- _Required task_: Show every line of the entries below that contains the word "distant".

--- begin Material provided ---

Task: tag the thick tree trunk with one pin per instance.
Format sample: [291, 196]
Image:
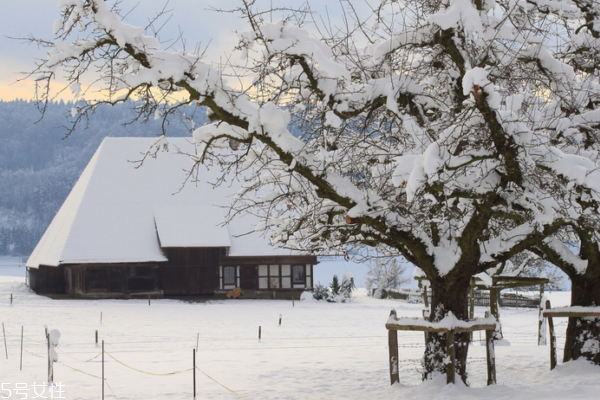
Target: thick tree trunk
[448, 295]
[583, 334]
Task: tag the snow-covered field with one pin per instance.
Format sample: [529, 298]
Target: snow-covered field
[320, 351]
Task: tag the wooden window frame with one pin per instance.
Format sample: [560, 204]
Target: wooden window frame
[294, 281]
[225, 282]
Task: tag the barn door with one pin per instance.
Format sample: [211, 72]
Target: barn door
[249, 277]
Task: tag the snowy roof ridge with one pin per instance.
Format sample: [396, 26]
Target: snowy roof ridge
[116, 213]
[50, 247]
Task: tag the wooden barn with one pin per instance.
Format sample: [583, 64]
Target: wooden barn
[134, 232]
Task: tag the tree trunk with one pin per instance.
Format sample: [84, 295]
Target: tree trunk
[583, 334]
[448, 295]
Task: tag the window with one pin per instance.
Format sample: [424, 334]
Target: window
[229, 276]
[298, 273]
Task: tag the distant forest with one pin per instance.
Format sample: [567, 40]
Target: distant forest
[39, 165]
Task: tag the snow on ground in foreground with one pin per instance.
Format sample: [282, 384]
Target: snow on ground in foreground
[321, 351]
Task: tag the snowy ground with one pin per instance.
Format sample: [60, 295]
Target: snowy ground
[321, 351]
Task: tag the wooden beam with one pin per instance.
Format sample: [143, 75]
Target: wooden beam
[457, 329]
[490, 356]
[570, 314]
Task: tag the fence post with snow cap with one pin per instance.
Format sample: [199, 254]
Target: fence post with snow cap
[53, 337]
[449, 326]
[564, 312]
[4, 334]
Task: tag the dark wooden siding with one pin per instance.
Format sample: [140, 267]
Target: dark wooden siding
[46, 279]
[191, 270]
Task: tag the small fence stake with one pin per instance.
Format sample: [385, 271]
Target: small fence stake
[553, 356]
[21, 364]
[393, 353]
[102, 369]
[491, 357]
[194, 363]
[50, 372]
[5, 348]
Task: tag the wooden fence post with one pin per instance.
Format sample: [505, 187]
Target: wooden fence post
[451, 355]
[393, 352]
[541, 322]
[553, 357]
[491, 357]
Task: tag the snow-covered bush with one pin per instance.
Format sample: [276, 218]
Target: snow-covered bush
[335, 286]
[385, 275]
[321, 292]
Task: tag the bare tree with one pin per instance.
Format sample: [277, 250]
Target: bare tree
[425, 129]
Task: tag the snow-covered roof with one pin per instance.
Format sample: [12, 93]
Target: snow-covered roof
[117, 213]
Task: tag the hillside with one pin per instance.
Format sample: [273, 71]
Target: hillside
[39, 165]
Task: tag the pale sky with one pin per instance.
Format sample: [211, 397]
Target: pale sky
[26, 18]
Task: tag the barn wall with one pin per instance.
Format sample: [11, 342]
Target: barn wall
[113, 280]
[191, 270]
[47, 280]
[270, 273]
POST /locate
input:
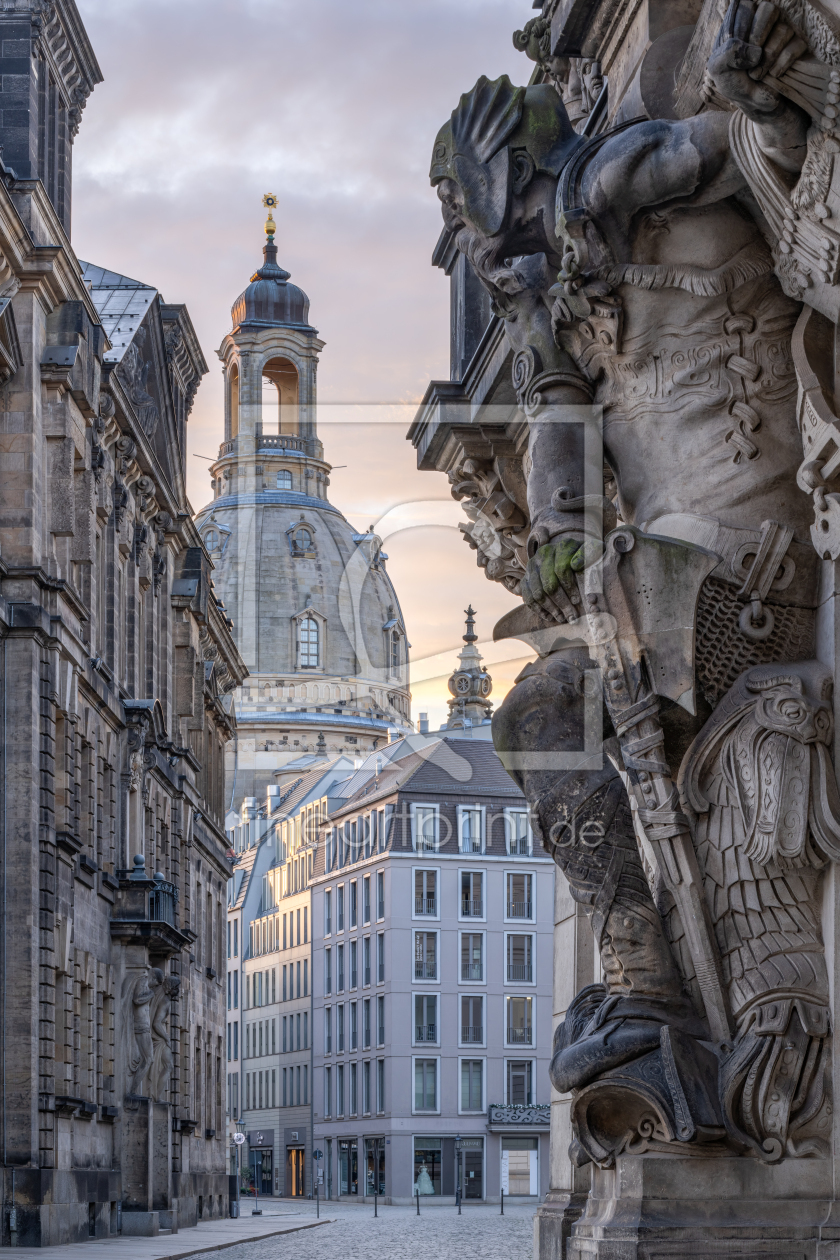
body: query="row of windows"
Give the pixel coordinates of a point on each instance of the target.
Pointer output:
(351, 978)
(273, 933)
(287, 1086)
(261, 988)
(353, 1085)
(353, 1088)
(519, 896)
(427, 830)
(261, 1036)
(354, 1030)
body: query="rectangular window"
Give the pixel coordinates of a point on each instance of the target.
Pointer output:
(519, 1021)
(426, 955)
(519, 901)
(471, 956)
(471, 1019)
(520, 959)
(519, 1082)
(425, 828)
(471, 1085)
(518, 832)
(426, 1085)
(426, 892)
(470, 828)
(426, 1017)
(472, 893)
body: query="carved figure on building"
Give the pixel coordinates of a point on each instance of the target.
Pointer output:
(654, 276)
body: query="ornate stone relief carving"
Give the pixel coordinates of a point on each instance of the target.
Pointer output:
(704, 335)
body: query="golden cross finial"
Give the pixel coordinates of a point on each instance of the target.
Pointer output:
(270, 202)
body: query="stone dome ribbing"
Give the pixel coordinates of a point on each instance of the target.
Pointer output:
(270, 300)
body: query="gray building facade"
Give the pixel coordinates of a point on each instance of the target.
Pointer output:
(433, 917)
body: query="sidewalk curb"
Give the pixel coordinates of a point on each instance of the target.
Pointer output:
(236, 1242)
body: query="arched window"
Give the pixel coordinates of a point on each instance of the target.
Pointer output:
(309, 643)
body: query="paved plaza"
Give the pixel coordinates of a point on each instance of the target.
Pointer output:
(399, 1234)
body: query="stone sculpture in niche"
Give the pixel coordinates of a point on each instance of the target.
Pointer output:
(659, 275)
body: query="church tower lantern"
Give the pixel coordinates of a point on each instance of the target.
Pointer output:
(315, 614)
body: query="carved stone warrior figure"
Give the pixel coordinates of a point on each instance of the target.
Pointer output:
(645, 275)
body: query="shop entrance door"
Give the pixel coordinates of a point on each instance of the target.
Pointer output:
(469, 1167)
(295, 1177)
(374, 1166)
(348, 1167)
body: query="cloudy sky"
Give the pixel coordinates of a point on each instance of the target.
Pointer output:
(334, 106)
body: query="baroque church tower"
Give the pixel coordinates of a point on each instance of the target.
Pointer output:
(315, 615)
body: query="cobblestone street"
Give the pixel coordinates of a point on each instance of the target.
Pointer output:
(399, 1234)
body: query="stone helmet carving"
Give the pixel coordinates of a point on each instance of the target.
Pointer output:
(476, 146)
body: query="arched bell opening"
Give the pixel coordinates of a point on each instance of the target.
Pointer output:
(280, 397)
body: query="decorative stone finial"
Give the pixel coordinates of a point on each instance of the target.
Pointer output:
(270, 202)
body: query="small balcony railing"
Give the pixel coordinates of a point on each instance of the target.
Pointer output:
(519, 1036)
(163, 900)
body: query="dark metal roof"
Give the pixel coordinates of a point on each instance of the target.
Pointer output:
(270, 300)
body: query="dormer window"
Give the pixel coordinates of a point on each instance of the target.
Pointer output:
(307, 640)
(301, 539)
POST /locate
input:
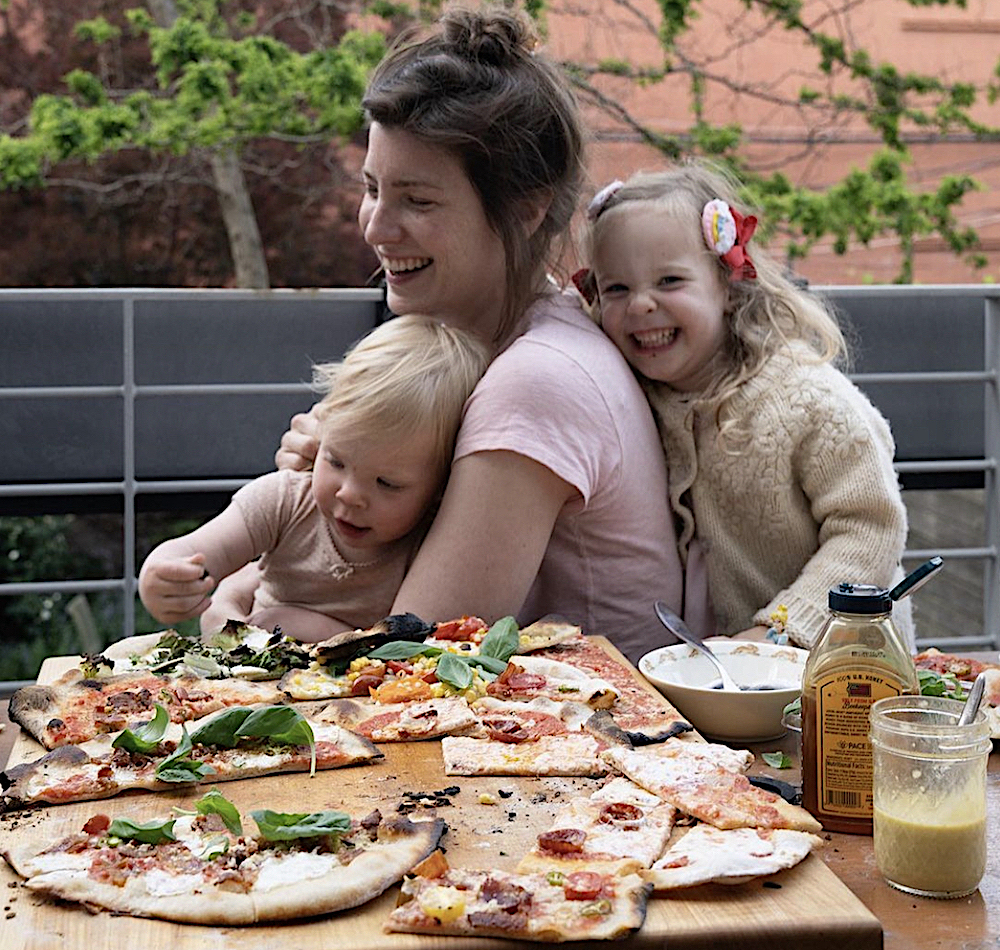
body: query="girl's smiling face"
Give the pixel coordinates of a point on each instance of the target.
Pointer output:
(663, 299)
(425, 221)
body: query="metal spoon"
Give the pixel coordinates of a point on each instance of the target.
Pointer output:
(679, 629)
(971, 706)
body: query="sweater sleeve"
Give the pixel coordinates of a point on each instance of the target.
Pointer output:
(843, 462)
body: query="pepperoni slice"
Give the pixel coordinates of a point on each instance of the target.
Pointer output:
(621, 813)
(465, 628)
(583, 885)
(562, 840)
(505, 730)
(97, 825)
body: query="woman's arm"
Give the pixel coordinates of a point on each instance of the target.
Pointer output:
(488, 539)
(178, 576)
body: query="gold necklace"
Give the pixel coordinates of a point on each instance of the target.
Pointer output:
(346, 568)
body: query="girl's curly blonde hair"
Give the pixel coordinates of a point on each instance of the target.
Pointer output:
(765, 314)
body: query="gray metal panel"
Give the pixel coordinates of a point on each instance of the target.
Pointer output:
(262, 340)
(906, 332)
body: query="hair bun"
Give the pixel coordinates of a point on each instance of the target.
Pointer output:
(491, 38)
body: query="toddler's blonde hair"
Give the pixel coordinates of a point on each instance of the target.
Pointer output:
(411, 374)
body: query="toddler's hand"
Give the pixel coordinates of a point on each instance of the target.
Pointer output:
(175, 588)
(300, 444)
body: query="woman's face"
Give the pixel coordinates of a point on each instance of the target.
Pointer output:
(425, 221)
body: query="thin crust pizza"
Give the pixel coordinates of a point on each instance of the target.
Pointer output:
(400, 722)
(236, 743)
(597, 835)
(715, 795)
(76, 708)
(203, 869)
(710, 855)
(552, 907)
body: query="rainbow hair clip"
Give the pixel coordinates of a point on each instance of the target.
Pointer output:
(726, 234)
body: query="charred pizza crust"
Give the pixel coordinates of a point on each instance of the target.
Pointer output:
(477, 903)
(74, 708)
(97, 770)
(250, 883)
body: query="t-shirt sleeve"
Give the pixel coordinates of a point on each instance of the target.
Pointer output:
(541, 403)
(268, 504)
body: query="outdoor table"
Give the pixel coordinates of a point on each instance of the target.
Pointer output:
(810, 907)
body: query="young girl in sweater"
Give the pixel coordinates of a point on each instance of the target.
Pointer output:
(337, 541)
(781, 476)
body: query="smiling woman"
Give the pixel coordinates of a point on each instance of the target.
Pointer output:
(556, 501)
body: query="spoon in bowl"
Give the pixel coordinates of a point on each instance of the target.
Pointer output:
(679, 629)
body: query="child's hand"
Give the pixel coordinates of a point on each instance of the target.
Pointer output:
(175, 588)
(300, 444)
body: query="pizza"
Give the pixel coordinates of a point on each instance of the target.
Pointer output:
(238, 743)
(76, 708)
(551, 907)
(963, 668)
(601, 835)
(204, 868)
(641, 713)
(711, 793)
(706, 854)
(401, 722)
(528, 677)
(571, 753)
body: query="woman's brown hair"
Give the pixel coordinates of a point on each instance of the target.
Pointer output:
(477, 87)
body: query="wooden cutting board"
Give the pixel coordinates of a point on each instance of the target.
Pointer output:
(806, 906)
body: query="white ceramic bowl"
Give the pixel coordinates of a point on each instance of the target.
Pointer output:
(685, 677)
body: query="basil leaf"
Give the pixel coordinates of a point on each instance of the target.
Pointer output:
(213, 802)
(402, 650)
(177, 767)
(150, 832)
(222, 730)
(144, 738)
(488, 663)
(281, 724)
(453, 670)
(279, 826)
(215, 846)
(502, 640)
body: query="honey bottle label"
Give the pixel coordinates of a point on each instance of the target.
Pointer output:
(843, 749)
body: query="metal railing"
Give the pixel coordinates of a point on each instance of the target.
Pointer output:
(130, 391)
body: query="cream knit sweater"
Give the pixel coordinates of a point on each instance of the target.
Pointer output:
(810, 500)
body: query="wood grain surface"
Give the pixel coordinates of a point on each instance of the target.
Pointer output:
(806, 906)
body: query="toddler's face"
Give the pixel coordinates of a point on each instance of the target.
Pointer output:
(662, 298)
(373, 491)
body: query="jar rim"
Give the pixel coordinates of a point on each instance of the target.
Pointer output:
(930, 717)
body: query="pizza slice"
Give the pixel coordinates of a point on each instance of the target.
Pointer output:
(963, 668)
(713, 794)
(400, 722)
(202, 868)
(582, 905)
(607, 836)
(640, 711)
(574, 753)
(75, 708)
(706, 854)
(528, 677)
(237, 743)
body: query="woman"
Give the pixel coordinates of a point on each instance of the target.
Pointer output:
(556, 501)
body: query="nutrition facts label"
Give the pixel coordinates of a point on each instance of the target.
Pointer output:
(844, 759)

--- end Material provided ---

- _Solution below_:
Task: tag the distant forest with one pin per instance.
Target: distant forest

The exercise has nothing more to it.